Petunjuk Tugas:
1) Berdasarkan teks bacaan, pasal UU PT manakah yang mengatur pengambilan keputusan melalui RUPS Sirkuler?
2) Sebutkan seluruh pilihan pemanggilan RUPS yang disimpulkan dalam teks bacaan dari makna "dan/atau" pada pasal 82 ayat 2 UU PT.

═════ Teks Bacaan

PEMANGGILAN RUPS HANYA MELALUI SURAT KABAR TETAP SAH SACARA HUKUM


ElitKita. Com, –


OPINI HUKUM

Pengambilan suatu keputusan dalam perusahaan dapat dilakukan melalui tiga cara yaitu :


1. Pernyataam Keputusan Rapat

2. Sirkuler 

3. Rapat


Pengambila keputusan melalui RUPS Sirkuler (Pasal 91 UU PT), tidak mewajibkan adanya pemanggilan rapat secara tercatat.  Pelaksanaan pengambil keputusan dengan metode rapat wajib dengan pemanggilan terlebih dahulu, dengan surat tercatat dan/atau iklan surat kabar (Dapat dilihat pasal 82 ayat 2 UU PT).


Apabila diterjemahkan makna pada pasal 82 ayat 2 UU PT "dan/atau", maka dapat ditarik kesimpulan bahwa  pemanggilan dapat dilakukan dengan tiga pilihan yaitu :


1. Pemanggilan, dengan surat tercatat ke alamat pemegang saham.

2. Pemanggilan dengan iklan surat kabar

3. Pemanggilan, dengan surat tercatat dan iklan surat kabar.


Pada umumnya, pengaturan teknis secara terperinci atas pelaksanaan RUPS diatur didalam AD/ART perusahaan sehingga dapat mengacu pada AD/ART perusahaan.

══════════
═════ Data Tersimpan

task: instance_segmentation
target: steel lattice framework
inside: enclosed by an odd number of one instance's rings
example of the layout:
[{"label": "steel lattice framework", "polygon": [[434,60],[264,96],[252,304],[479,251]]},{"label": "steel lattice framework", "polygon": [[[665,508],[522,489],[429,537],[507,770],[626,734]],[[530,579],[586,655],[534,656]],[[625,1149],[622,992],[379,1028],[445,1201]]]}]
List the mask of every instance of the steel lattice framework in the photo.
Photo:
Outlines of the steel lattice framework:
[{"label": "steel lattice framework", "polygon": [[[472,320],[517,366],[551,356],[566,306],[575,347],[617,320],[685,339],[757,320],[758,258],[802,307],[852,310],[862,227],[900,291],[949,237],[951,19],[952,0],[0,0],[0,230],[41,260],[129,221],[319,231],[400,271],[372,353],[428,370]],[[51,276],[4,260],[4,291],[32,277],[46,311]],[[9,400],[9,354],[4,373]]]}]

══════════

Jawaban Tiap Tugas:
1) Pasal 91 UU PT.

2)
1. Pemanggilan dengan surat tercatat ke alamat pemegang saham.
2. Pemanggilan dengan iklan surat kabar.
3. Pemanggilan dengan surat tercatat dan iklan surat kabar.